- _Instruction A_:
In the forum thread about the UF1 Midwest Series races at NORCAR, what time does racing start on September 28th?
- _Instruction B_:
Carry on the forum thread about the UF1 Midwest Series races at NORCAR from where it stops.

- _Page excerpt_:

__________

# UF1 Midwest Series Races #1 & #2 at NORCAR, Sept. 26-28!



## sg1 (Apr 2, 2003)

September 26th, 27th, and 28th NORCAR will be hosting the UF1 Midwest Series races #1 & #2 !!

September 26th, 4pm to 10pm is open practice
September 27th, Doors open 8am racing at noon (race #1)
September 28th, Doors open 8am and racing at 11am (race #2)

Saturday and Sunday are two different race events.

We will also be running VTA and USGT (standard race lengths, not 15 minutes).

If you ran at our Tuning Haus race we will be doing a simular style layout.
There will be lots of dots and ice and minimum boards and flappers 

Class rules:
http://www.norcarracing.com/index.php?p=1_5_Classes-Rules

Hotel info:
http://www.norcarracing.com/index.php?p=1_19_Hotel-info

More info to come, keep these dates open!!


----------



## robert s (Apr 18, 2006)

Hope to see everyone out at Norcar at the Gate the end of this month for two fun filled days of carpet road racing action during the 1st two UF1 races of the year

Robert


----------



## Adam B (Nov 27, 2010)

This needs to be promoted and pushed hard somehow.

__________

- _Dataset extract_:
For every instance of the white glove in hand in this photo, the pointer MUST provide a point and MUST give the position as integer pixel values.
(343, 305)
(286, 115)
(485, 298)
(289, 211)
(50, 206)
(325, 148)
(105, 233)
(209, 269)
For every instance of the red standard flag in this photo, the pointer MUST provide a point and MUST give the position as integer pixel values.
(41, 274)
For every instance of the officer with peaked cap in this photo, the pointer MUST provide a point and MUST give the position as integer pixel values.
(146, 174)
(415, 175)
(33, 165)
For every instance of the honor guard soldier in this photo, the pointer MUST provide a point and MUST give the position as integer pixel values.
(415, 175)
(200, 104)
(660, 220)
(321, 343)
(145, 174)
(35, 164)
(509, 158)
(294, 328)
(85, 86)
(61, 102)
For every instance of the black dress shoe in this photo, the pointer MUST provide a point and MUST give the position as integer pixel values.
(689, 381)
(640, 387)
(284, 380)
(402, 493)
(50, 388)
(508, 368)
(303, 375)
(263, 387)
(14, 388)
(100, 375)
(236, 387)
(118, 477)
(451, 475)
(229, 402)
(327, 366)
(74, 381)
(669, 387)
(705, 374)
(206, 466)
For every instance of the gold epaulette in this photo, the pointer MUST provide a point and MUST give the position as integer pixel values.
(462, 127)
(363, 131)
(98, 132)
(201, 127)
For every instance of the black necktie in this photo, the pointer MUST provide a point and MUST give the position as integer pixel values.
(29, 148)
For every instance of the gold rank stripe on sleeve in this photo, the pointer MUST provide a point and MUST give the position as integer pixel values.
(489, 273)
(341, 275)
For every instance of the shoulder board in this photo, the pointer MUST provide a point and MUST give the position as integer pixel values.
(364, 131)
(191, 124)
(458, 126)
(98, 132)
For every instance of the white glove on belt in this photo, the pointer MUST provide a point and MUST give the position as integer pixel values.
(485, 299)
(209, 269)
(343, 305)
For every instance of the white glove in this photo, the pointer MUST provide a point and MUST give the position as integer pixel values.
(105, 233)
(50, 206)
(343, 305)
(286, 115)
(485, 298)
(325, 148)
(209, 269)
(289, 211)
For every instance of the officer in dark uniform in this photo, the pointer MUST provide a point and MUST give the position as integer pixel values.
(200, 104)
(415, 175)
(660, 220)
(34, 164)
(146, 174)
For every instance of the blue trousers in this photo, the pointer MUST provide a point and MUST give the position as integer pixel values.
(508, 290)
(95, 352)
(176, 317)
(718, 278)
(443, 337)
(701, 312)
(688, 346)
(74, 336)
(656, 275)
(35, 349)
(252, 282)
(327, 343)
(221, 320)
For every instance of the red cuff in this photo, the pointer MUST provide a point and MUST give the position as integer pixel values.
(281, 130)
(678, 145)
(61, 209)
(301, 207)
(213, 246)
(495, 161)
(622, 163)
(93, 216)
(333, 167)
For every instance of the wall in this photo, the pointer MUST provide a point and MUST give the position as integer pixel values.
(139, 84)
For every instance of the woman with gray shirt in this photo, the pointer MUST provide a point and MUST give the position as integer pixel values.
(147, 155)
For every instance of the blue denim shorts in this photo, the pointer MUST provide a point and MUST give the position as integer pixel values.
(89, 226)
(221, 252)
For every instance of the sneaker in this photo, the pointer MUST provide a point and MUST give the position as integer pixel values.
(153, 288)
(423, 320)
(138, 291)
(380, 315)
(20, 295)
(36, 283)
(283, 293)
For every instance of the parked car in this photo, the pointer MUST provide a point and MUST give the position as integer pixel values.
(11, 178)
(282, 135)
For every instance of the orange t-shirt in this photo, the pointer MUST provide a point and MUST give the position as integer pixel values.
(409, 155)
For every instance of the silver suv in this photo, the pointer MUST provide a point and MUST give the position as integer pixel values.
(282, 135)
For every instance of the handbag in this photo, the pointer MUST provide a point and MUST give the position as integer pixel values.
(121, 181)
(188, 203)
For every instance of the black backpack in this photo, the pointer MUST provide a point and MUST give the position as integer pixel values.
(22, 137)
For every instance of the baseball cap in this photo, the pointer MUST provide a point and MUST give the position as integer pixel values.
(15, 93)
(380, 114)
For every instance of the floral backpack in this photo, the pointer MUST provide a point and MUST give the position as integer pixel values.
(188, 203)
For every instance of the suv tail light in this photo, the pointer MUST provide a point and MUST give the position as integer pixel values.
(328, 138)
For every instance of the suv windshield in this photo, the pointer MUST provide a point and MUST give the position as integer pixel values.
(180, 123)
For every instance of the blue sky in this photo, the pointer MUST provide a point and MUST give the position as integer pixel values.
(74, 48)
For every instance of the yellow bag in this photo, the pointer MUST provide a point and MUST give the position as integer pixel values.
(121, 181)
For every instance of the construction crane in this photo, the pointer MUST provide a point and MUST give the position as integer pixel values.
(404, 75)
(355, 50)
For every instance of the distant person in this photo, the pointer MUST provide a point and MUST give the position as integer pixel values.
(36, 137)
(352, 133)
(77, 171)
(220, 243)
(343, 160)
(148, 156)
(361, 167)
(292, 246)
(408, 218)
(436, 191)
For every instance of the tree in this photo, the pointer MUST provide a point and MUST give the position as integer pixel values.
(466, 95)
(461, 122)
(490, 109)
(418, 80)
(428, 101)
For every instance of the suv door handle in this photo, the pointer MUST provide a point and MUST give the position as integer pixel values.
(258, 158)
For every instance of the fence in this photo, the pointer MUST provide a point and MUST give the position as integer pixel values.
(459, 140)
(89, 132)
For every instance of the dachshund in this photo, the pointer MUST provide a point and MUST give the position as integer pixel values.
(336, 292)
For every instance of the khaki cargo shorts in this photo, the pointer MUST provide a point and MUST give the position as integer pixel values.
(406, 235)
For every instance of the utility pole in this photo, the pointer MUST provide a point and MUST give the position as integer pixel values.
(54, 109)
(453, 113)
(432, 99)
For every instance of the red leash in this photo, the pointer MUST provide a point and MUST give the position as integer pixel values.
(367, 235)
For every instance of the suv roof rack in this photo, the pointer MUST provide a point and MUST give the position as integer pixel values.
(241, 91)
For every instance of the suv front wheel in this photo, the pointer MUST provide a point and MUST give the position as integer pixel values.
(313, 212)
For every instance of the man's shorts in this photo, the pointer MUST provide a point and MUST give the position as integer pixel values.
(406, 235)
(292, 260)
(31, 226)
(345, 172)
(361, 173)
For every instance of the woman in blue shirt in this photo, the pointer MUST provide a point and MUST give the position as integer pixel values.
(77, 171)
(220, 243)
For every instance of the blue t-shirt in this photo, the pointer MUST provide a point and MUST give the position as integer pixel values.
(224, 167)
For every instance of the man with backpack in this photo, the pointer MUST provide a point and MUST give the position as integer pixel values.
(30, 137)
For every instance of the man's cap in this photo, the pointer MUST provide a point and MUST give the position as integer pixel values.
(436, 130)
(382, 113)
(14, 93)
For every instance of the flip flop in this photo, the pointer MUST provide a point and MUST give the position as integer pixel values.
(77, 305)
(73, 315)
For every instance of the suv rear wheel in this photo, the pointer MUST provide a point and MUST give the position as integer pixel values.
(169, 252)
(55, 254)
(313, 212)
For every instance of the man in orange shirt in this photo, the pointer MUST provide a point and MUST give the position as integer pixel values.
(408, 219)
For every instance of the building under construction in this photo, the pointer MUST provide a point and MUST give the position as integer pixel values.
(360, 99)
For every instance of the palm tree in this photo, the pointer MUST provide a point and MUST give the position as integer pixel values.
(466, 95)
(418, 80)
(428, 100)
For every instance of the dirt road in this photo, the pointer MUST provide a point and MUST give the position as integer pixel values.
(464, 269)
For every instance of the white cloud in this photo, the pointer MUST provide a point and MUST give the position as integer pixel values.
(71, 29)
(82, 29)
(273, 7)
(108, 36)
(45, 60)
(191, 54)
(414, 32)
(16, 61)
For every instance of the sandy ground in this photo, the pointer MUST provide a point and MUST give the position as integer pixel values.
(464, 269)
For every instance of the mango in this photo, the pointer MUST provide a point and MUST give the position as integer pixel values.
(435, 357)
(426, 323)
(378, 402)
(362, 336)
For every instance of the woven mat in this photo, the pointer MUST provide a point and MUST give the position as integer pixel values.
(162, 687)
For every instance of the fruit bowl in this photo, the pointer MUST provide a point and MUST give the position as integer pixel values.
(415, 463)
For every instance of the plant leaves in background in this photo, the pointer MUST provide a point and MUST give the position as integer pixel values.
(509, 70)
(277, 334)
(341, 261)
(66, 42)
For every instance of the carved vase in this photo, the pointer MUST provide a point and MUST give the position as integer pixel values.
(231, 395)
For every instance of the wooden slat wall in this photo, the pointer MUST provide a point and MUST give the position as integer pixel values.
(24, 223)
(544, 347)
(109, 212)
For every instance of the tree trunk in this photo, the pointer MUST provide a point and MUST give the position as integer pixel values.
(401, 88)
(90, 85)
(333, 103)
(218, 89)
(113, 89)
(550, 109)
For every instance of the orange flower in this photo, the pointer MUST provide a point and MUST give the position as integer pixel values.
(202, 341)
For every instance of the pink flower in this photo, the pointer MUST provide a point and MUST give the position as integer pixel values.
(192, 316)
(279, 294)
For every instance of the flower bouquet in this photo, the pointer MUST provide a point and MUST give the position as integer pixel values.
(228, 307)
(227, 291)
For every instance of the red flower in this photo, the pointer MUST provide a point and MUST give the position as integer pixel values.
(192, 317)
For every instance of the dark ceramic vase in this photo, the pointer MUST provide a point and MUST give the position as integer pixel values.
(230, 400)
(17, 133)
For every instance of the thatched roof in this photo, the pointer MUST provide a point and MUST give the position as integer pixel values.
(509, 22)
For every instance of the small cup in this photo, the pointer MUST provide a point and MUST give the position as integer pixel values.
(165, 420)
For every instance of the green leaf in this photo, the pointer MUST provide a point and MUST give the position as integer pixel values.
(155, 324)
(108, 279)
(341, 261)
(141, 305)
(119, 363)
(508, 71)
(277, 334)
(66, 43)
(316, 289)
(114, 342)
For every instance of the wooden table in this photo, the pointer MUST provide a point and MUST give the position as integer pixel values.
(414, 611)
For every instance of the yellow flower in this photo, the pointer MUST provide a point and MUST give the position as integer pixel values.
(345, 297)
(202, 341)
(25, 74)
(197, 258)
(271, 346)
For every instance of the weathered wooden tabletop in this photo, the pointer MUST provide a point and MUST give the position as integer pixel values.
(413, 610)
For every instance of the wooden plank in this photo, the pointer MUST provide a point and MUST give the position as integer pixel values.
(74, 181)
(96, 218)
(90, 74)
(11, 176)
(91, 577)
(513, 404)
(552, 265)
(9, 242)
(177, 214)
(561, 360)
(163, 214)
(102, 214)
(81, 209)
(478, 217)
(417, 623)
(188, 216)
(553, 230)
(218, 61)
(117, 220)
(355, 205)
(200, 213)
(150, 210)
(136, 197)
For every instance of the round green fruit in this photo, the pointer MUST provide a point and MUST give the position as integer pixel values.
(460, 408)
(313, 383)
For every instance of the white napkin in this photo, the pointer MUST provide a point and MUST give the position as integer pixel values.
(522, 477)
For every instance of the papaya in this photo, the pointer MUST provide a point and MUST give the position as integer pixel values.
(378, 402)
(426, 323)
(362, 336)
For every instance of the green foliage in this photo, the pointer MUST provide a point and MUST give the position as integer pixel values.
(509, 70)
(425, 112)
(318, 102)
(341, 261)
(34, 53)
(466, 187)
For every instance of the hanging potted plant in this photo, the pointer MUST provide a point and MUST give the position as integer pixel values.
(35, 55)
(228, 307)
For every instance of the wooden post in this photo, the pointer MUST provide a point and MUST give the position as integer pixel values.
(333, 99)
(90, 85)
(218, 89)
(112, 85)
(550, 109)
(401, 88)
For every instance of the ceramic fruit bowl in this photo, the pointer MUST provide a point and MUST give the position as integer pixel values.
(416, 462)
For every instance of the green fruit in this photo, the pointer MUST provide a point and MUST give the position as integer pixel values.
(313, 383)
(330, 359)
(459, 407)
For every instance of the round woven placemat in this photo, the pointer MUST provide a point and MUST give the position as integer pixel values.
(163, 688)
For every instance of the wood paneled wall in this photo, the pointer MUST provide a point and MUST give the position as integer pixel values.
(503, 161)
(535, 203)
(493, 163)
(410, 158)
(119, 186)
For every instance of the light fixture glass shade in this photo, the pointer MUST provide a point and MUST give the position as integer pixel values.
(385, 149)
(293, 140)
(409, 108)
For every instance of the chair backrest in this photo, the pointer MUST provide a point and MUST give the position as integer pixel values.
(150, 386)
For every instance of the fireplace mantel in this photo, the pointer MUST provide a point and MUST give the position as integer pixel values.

__________

- _Final result A_:
11am

- _Final result B_:
----------



## old_dude (Dec 12, 2008)

Remember the awesome track we had for the Tuning Hause race. Stay tuned!!


----------



## sg1 (Apr 2, 2003)

Less then 2 weeks away!!

If you're looking for more info on the UF1 series check out:

http://uf1midwest.com/


----------



## Piz (Apr 22, 2002)

Just booked my room , see you all next Saturday !


----------



## Adam B (Nov 27, 2010)

Looking forward to this next weekend. Never ran F1 before, so you have been warned.


----------



## old_dude (Dec 12, 2008)

Adam B said:


> Looking forward to this next weekend. Never ran F1 before, so you have been warned.


One of the most challenging classes and one of the most fun when you get it right (which happens about half the time).


----------



## Piz (Apr 22, 2002)

Wayne and Chuck , 
Going to start building my wtf1 tonight , can you guys give me a set up sheet for what works on your track ?


----------



## sg1 (Apr 2, 2003)

Piz said:


> Wayne and Chuck ,
> Going to start building my wtf1 tonight , can you guys give me a set up sheet for what works on your track ?


Stock springs to start, maybe slightly heavier shock oil and side dampening.
I think 40 for the shock and 50k in the tubes would be good 
I also went to a purple center spring, but may change with the layout we are putting down


----------



## ~McSmooth~ (Feb 15, 2013)

Could you post the race fees for this weekend again?

I know I saw them somewhere (Book of Face/email/men's room wall), but can't locate it now.

Thanks!


----------



## Piz (Apr 22, 2002)

sg1 said:


> Stock springs to start, maybe slightly heavier shock oil and side dampening.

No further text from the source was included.